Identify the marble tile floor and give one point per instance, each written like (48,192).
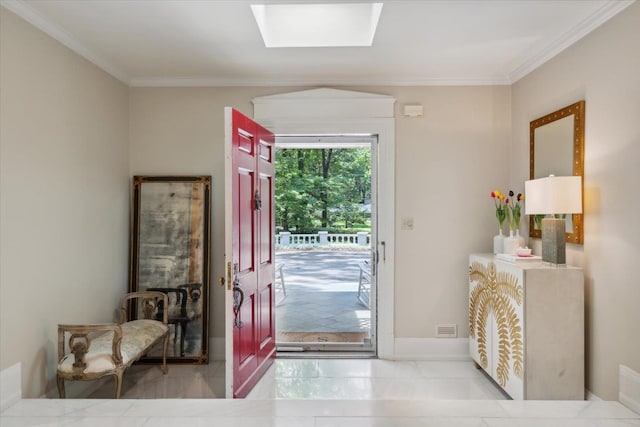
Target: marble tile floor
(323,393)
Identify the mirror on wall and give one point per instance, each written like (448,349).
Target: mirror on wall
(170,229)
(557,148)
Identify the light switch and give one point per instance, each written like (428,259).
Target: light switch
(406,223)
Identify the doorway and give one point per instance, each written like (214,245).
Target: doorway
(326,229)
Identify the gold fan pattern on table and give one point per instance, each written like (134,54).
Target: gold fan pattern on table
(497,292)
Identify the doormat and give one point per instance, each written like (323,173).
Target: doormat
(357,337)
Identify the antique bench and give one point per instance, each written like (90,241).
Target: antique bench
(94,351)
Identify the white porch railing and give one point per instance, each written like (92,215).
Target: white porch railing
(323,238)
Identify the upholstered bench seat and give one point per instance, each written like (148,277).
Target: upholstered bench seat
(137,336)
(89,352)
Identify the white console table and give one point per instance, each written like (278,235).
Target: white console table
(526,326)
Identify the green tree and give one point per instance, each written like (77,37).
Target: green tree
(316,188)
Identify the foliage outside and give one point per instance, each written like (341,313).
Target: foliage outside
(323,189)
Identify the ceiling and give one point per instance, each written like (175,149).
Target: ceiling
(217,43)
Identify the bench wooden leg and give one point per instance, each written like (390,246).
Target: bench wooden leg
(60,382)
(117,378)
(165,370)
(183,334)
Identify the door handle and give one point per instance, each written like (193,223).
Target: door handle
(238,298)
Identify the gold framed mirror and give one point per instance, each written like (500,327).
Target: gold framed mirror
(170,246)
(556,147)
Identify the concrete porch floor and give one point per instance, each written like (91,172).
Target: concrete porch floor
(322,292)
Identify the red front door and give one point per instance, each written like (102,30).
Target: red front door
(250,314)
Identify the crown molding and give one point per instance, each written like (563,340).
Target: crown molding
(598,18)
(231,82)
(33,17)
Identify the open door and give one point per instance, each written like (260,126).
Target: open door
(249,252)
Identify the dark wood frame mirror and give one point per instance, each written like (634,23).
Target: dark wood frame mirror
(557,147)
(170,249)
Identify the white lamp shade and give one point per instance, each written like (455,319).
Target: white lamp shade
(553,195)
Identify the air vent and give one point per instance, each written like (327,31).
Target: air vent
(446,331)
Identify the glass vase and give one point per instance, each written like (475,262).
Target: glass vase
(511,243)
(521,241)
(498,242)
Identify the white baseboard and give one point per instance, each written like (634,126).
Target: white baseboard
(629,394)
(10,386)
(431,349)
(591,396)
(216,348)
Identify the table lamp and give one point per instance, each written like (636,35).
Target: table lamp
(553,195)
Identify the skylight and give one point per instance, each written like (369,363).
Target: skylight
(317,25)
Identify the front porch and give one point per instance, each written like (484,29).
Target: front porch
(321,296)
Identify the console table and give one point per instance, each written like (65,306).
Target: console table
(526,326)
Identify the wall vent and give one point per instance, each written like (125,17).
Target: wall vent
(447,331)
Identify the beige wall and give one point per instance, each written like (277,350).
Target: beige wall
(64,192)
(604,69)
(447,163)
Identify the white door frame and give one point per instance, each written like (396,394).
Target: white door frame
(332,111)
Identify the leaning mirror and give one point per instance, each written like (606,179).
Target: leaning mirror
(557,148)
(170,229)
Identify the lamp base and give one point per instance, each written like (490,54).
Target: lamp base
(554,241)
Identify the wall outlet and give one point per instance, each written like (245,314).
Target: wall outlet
• • •
PROBLEM TO WORK ON —
Output every record above word for word, omitting any pictures they contain.

SOLUTION FOR THIS EXERCISE —
Identify the marble tile floor and give one point per instance, each written like (48,192).
Target: marble tile floor
(323,393)
Identify the mirror on wall and give one point per instance, each written like (448,349).
Target: mirror on wall
(170,229)
(557,148)
Identify the light switch and give one point per instance, each written like (428,259).
Target: light switch
(406,223)
Identify the doorway and give one point per instance, each written like (214,245).
Target: doorway
(326,229)
Identify the gold fan pattern on table and give one point per instance, each written like (134,54).
Target: gold fan pattern on table
(497,292)
Identify the doormat and give one point per instance, each written like (323,173).
Target: doormat
(357,337)
Identify the antique bench and give one point per instance, each written like (90,241).
Target: antique bench
(94,351)
Identify the white porch railing and give one point per instance, each written like (92,215).
Target: white porch railing
(323,238)
Identify the upholstered bench seat and give one point per instance, each written like (148,277).
Target: upholstered bench seat
(137,336)
(89,352)
Identify the white console table and give one point per instance, each written like (278,235).
Target: white console table
(526,326)
Identify the green tree and give one point per instance, each written like (77,37).
Target: green tree
(316,188)
Identify the foliage outside and give one point per instance, each written like (341,313).
Target: foliage outside
(323,189)
Identify the ceiling and give one point per instance, each written like (175,149).
Target: ceiling
(217,43)
Identify the bench wooden leg and give one point per instance, each written like (390,246).
Target: bench wooden leg
(60,382)
(117,378)
(165,370)
(183,334)
Identify the door handle and give one point per instance, each written like (193,223).
Target: door handle
(238,298)
Identify the gold framed mirror and give one point per instance, each written like (500,327).
Target: gold framed mirror
(170,246)
(556,147)
Identify the concrete porch floor and give one point per instance, each written like (91,172).
Target: concrete porch floor
(322,292)
Identify the red front door and give one point per instance, each written like (102,30).
Target: red front door
(250,314)
Identify the crown molding and give one point per instance, each written like (563,340).
Target: crown molding
(598,18)
(231,82)
(33,17)
Identify the open door and give one point per instance, each written like (260,126).
Target: open door
(249,252)
Identify the dark wood frame mirror and give one point per instance, each written like (634,23).
Target: dark wood frame mirror
(557,147)
(170,249)
Identify the white lamp shade and give one point per instance, each written like (455,319).
Target: white lamp shade
(553,195)
Identify the air vent and give one point per instance, each written like (327,31).
Target: air vent
(446,331)
Identify the glass vase and give one point per instance, each written like (475,262).
Target: glass vase
(511,243)
(521,241)
(498,242)
Identify the white baseboard and give one point per instance, each written like (634,126).
Target: white baseboard
(629,394)
(10,386)
(431,349)
(591,396)
(216,348)
Identify the table lamp and give one point per instance, each written like (636,35).
Target: table lamp
(553,195)
Identify the skylight and give one point per instance, each written like (369,363).
Target: skylight
(317,25)
Identify the front porch and give one point per instance, each written like (484,29).
Target: front porch
(321,296)
Identify the console table and give one point per instance, each written like (65,306).
Target: console table
(526,326)
Identify the wall vent and give one point per instance, each written like (125,17).
Target: wall vent
(447,331)
Identify the beige wall and give one point per instance, each written like (277,350).
Target: beige wall
(64,192)
(604,69)
(447,163)
Identify the white door frame and give one point per instance, each written like (396,394).
Target: white door frame
(332,111)
Identify the leaning mirror and give one point per instance, each written like (606,179).
Target: leaning mirror
(557,148)
(170,229)
Identify the lamp base and give one point per instance, each written like (490,54).
Target: lamp base
(554,241)
Identify the wall outlet and give one point per instance, each written like (245,314).
Target: wall outlet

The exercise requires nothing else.